May 2024
Faculty members: Michael Weir, Kelly Thayer (College of Integrative Sciences) and Danny Krizanc (Mathematics and Computer Science)
PhD student: Mitsu Raval
A cross-disciplinary collaboration of eleven current and recently-graduated students—Joyce Sun, Pete Hwang, Eric Sakkas, Evelyn Zhou, Luis Perez, Ishani Dave, Jack Kwon, Audrey McMahon, Mia Wichman, Mitsu Raval and Kristen Scopino—working with Professors Michael Weir (Biology), Kelly Thayer (College of Integrative Sciences) and Danny Krizanc (Mathematics and Computer Science) has led to a publication in the International Journal of Molecular Sciences entitled "GNN Codon Adjacency Tunes Protein Translation." This study, bringing together computational and molecular biology analyses, investigates how a recently discovered interaction surface in the ribosome machine acts as a sequence-dependent braking system for tuning the rates of protein translation.
March 2024
Faculty member: Frederick Cohan
PhD students: Fatai Olabemiwo & Siddhant Kalra
The lab of Frederick Cohan published an exploration of bacterial diversity in soil from a Connecticut landfill. They developed a system for enriching landfill soil for plastic-degrading microbes and enzymes. A phylogenetic analysis revealed novel candidate phyla and genera. In addition to two PhD students, eight undergradute students are listed co-authors on this publication.

__________

(WHAT TO WORK ON):
1. Reproduce the publication announcements from "PhD student: Mitsu" up to and including "of protein translation.".
2. Name every faculty member listed in the publication announcements.
You don't need the saved data entries after this.

[Saved data entries]
__________

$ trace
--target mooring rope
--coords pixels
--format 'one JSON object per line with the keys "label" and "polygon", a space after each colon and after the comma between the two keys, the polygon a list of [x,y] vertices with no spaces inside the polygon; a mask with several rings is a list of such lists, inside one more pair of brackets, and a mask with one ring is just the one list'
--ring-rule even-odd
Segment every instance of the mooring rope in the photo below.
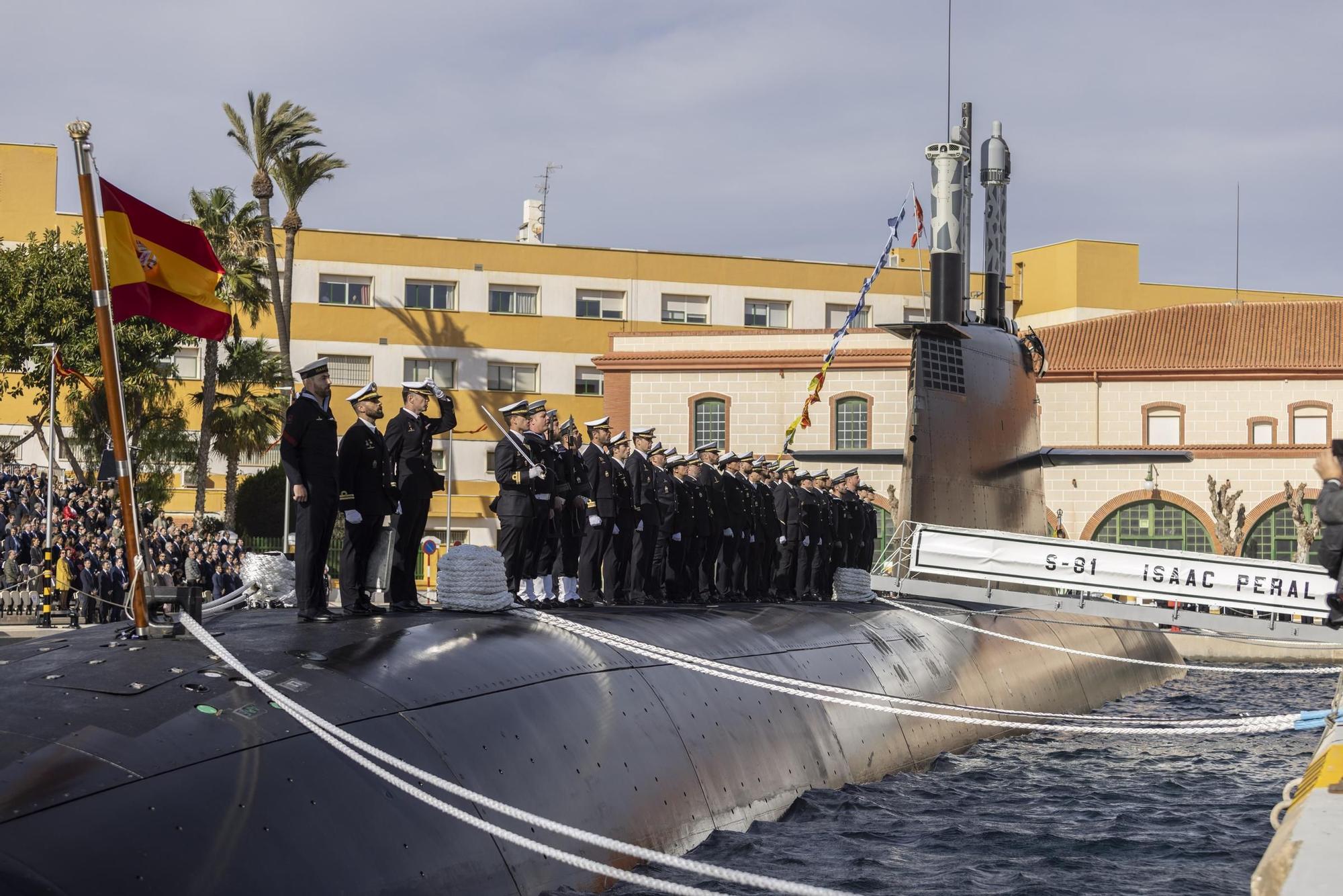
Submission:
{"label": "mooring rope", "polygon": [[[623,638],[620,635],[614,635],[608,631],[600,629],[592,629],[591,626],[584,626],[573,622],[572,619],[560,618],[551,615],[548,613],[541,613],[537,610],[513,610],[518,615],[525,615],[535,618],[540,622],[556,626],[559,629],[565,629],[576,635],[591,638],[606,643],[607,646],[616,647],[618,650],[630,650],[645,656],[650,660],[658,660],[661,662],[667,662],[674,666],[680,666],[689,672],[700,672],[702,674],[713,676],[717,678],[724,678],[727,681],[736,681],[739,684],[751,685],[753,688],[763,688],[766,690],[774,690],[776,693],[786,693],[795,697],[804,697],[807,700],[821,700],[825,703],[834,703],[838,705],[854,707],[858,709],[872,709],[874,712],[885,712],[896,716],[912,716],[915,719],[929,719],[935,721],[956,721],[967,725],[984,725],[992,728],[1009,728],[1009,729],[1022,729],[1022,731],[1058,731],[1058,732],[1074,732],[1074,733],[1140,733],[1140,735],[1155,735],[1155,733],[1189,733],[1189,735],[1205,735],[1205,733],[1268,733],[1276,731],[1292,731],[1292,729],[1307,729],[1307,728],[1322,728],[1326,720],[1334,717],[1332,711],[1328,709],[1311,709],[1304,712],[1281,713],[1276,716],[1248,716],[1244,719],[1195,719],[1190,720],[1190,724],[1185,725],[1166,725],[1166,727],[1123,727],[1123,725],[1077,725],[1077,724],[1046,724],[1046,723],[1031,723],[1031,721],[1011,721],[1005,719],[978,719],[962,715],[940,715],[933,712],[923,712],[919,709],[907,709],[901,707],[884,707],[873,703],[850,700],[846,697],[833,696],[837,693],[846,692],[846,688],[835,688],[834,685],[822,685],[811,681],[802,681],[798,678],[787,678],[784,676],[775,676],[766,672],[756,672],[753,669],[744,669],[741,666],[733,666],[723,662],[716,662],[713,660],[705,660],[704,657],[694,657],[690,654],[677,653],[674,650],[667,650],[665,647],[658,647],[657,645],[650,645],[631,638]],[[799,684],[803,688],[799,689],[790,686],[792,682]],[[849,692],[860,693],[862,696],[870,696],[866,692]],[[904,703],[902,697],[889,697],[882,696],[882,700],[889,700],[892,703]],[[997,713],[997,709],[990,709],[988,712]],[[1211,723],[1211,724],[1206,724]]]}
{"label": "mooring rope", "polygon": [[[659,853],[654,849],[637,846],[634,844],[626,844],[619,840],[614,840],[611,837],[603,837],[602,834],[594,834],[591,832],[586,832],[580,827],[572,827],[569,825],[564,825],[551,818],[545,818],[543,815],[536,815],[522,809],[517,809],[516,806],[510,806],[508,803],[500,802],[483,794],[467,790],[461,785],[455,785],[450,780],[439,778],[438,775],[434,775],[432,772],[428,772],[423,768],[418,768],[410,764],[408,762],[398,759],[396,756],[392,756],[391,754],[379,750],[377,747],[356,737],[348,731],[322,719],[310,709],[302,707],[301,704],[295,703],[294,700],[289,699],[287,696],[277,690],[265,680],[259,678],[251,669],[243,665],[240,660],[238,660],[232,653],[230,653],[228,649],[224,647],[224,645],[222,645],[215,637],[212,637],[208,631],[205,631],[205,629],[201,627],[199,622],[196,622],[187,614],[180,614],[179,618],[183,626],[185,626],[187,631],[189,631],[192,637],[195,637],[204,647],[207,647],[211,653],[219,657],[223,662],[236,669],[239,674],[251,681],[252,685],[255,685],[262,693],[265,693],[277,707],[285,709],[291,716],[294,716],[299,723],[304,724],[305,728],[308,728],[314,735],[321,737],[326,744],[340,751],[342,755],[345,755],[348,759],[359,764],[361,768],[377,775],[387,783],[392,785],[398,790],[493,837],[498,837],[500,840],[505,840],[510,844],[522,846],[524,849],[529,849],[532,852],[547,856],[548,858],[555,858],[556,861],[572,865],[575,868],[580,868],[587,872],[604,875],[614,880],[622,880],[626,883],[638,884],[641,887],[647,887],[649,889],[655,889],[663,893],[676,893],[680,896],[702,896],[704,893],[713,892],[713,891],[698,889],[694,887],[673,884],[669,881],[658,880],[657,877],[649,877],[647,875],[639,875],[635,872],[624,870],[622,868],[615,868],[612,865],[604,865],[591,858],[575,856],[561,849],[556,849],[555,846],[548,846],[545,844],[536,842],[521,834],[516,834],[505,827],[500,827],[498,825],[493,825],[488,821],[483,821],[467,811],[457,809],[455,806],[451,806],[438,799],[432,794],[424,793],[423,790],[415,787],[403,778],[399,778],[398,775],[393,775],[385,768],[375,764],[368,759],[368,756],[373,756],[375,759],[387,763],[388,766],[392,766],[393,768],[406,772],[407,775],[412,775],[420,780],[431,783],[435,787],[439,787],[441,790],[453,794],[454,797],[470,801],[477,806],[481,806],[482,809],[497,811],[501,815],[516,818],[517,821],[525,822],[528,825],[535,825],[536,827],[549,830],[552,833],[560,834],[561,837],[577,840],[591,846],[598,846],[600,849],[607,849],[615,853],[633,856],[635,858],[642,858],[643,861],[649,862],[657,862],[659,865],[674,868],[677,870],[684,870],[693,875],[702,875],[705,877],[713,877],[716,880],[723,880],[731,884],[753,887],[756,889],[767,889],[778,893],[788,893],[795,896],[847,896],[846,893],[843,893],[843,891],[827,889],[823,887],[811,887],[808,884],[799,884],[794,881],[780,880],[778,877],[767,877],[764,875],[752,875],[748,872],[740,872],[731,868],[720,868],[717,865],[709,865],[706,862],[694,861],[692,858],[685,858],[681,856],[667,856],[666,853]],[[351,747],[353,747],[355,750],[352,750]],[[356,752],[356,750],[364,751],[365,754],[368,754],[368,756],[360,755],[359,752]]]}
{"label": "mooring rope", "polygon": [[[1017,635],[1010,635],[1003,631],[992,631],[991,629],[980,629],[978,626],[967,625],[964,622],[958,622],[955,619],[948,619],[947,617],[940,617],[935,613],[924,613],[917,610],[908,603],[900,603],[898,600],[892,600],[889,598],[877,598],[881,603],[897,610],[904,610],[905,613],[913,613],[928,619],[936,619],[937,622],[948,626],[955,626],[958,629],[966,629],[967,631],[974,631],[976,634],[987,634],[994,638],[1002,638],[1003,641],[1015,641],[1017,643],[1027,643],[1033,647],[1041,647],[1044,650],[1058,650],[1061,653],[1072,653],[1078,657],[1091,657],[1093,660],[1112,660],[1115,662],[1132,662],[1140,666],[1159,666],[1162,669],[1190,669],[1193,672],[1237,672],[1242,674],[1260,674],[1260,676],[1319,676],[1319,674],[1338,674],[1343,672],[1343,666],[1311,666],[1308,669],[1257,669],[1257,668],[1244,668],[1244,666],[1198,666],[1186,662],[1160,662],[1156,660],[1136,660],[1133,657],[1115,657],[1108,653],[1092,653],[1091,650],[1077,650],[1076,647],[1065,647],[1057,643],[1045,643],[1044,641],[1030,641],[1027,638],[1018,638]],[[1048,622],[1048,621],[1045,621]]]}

__________

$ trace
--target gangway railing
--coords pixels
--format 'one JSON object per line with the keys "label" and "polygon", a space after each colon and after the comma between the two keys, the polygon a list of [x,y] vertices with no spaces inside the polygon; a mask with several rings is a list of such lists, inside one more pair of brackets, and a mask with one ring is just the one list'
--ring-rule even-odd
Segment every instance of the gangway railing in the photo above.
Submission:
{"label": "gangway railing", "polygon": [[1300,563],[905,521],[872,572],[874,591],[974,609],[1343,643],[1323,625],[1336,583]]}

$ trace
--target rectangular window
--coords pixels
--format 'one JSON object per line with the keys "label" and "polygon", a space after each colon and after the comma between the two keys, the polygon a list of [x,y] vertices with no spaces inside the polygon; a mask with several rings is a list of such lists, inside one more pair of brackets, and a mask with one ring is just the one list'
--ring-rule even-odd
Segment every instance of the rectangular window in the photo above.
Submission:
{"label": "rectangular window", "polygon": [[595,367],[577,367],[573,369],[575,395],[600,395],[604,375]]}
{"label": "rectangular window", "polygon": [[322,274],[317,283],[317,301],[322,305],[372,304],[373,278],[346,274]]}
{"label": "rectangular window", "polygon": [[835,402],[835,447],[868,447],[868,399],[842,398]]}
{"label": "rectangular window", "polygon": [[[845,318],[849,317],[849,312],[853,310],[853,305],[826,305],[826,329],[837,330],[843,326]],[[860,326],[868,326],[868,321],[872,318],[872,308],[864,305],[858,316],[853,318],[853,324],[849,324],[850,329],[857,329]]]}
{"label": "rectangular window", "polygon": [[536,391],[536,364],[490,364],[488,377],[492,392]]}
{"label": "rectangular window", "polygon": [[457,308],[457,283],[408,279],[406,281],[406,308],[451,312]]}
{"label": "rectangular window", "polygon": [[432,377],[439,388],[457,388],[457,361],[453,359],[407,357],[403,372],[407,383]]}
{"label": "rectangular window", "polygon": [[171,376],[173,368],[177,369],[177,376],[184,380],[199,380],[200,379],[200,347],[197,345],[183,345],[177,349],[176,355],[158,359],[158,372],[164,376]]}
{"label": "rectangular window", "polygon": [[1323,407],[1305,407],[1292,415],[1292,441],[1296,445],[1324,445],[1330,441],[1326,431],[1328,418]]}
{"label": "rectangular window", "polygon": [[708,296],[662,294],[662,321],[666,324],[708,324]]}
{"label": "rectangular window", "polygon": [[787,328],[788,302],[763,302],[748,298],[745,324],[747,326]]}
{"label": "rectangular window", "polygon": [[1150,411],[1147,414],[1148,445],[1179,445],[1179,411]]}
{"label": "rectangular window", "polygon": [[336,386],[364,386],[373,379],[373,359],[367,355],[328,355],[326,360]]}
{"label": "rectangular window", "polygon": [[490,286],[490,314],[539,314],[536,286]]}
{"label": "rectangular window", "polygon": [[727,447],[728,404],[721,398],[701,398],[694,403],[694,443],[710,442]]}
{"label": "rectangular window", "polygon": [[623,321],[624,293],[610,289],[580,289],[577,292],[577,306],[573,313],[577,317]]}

__________

(ANSWERS BY TASK):
1.
PhD student: Mitsu Raval
A cross-disciplinary collaboration of eleven current and recently-graduated students—Joyce Sun, Pete Hwang, Eric Sakkas, Evelyn Zhou, Luis Perez, Ishani Dave, Jack Kwon, Audrey McMahon, Mia Wichman, Mitsu Raval and Kristen Scopino—working with Professors Michael Weir (Biology), Kelly Thayer (College of Integrative Sciences) and Danny Krizanc (Mathematics and Computer Science) has led to a publication in the International Journal of Molecular Sciences entitled "GNN Codon Adjacency Tunes Protein Translation." This study, bringing together computational and molecular biology analyses, investigates how a recently discovered interaction surface in the ribosome machine acts as a sequence-dependent braking system for tuning the rates of protein translation.

2. Michael Weir, Kelly Thayer, Danny Krizanc, Frederick Cohan